» What this task involves: Scale the listing below from its first line through the line holding "(1019, 635)", inclusive, reproducing every line with the requests included, and multiply each coordinate in the answers by 1.2, rounding to whole numbers with halves going up. Leave the pictures out of your answer.

Excerpts from a pointing dataset
:::::
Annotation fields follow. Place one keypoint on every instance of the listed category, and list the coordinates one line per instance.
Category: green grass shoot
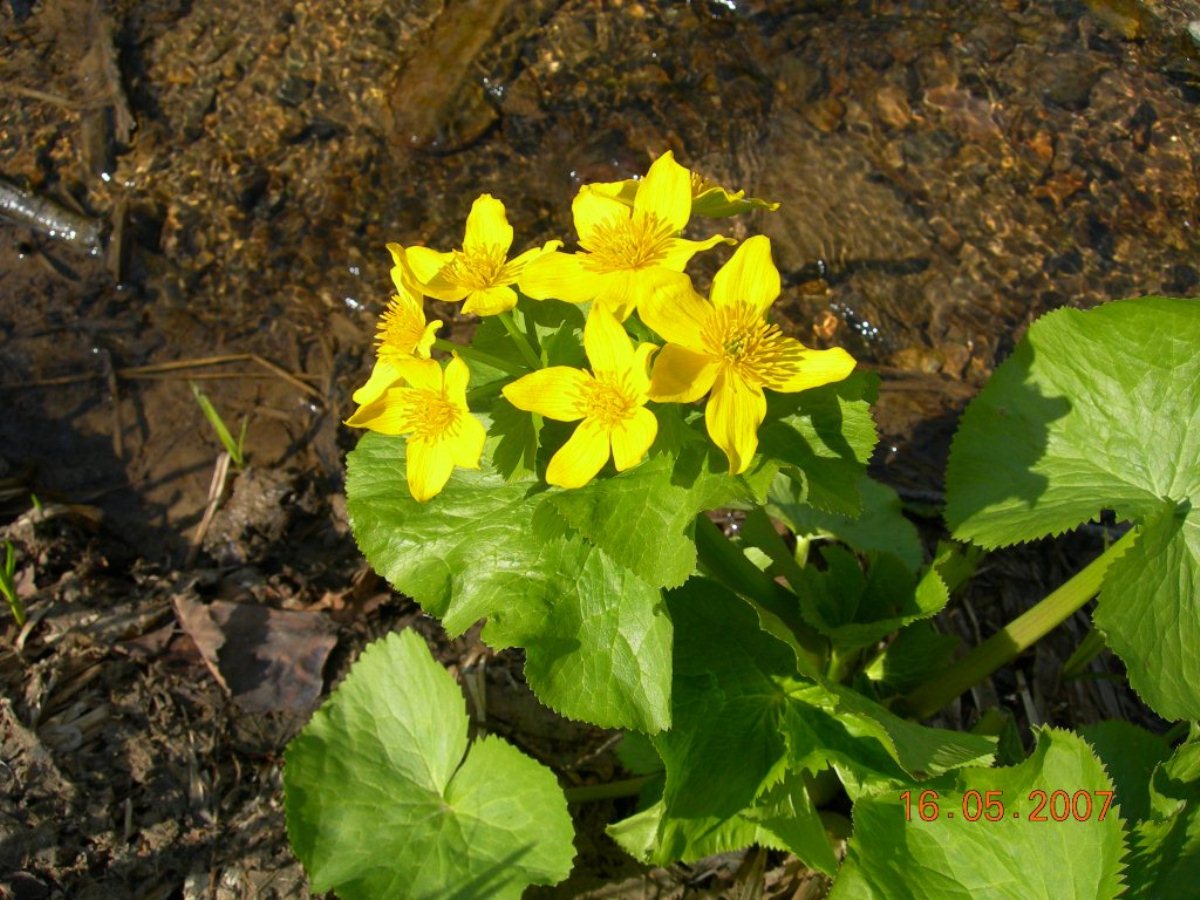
(9, 585)
(234, 448)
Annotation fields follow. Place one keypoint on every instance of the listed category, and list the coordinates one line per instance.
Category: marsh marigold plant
(605, 408)
(630, 263)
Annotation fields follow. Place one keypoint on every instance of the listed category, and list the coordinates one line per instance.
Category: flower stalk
(1019, 635)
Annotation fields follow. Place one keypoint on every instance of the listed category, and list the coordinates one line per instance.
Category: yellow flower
(402, 331)
(610, 400)
(431, 409)
(729, 347)
(708, 198)
(480, 273)
(628, 250)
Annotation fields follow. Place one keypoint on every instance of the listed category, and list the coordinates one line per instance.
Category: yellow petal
(666, 192)
(618, 292)
(559, 276)
(425, 343)
(384, 375)
(624, 191)
(426, 263)
(581, 457)
(421, 373)
(467, 445)
(815, 367)
(387, 415)
(556, 393)
(591, 210)
(681, 376)
(606, 342)
(490, 301)
(733, 415)
(633, 437)
(640, 372)
(402, 273)
(519, 263)
(679, 251)
(430, 465)
(749, 277)
(487, 226)
(455, 379)
(676, 312)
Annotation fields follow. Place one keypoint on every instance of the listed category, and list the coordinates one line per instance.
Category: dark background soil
(948, 171)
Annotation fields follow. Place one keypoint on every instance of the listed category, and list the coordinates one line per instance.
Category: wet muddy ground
(948, 172)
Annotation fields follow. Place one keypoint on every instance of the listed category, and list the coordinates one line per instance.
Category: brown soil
(949, 171)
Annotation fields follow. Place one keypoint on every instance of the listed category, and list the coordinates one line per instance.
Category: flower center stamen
(400, 329)
(628, 243)
(430, 415)
(479, 269)
(609, 400)
(748, 345)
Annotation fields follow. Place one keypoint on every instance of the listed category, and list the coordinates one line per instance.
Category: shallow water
(948, 172)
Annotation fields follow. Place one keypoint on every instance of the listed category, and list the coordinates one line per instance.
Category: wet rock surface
(948, 172)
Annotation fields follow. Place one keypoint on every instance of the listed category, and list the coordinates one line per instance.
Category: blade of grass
(232, 447)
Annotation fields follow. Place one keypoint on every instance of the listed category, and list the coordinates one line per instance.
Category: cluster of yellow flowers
(630, 259)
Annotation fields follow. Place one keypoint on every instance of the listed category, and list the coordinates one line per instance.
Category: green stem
(520, 339)
(725, 562)
(609, 790)
(1020, 634)
(760, 531)
(471, 353)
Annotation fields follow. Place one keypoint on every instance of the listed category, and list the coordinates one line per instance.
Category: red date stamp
(989, 807)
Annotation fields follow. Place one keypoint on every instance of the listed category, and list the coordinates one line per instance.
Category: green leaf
(1165, 847)
(1131, 755)
(915, 657)
(642, 519)
(1101, 411)
(513, 441)
(384, 798)
(1095, 409)
(783, 819)
(718, 203)
(597, 637)
(880, 527)
(1012, 857)
(855, 609)
(556, 330)
(1150, 611)
(739, 708)
(825, 438)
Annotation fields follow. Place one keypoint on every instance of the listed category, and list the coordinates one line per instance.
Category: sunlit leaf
(1098, 411)
(384, 797)
(894, 855)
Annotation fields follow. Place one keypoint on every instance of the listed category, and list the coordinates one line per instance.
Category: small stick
(216, 491)
(46, 97)
(136, 371)
(115, 394)
(165, 370)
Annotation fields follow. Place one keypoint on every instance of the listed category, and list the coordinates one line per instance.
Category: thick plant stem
(725, 562)
(609, 790)
(471, 353)
(520, 339)
(1020, 634)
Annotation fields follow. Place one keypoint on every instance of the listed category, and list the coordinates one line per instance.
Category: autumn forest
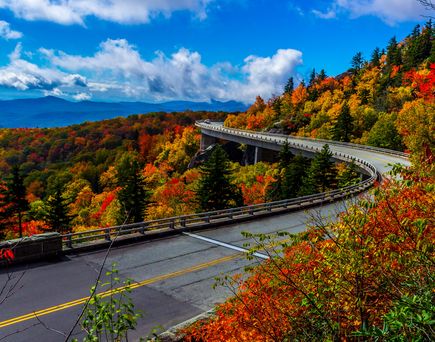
(362, 277)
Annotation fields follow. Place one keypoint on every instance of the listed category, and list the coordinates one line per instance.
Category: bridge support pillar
(258, 156)
(207, 141)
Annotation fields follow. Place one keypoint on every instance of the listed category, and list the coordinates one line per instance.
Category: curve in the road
(173, 276)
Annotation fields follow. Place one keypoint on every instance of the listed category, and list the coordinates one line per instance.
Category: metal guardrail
(268, 137)
(227, 216)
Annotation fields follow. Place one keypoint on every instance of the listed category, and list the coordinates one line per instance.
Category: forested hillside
(130, 169)
(384, 101)
(67, 177)
(369, 276)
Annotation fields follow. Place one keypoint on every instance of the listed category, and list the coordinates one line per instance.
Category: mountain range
(52, 111)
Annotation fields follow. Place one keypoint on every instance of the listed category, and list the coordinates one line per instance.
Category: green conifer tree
(15, 197)
(321, 175)
(342, 130)
(357, 63)
(290, 86)
(215, 190)
(376, 56)
(132, 195)
(57, 213)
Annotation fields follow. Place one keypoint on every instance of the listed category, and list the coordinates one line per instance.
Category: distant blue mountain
(52, 111)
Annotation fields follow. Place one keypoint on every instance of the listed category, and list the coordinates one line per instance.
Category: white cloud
(390, 11)
(121, 11)
(330, 14)
(23, 75)
(82, 96)
(7, 33)
(122, 71)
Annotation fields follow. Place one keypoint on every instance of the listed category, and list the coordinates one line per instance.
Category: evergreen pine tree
(15, 197)
(132, 195)
(344, 126)
(215, 190)
(376, 56)
(321, 175)
(394, 56)
(56, 207)
(313, 77)
(357, 62)
(322, 75)
(290, 86)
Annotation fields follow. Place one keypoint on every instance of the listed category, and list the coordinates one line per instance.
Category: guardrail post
(107, 234)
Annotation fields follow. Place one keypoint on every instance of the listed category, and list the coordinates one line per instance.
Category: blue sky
(159, 50)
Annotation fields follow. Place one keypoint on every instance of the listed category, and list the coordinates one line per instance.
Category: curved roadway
(174, 276)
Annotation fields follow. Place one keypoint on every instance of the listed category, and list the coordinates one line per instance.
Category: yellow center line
(83, 300)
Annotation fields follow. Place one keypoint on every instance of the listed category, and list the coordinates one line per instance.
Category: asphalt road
(173, 276)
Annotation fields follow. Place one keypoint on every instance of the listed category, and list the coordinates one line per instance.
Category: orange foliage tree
(339, 280)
:::::
» The output:
Annotation fields follow. Place one keypoint on every instance of the listed category, and list the coordinates one line per instance.
Category: green grass shoot
(11, 702)
(281, 538)
Annotation fields follow. Place one keypoint on every instance of the listed category, and list the coordinates one line per instance.
Category: marsh marigold plant
(726, 490)
(756, 316)
Annotation fields follow. Place one keypoint on every instance of the listed category, and list the coordinates one line per instance.
Category: flower stalk
(1223, 762)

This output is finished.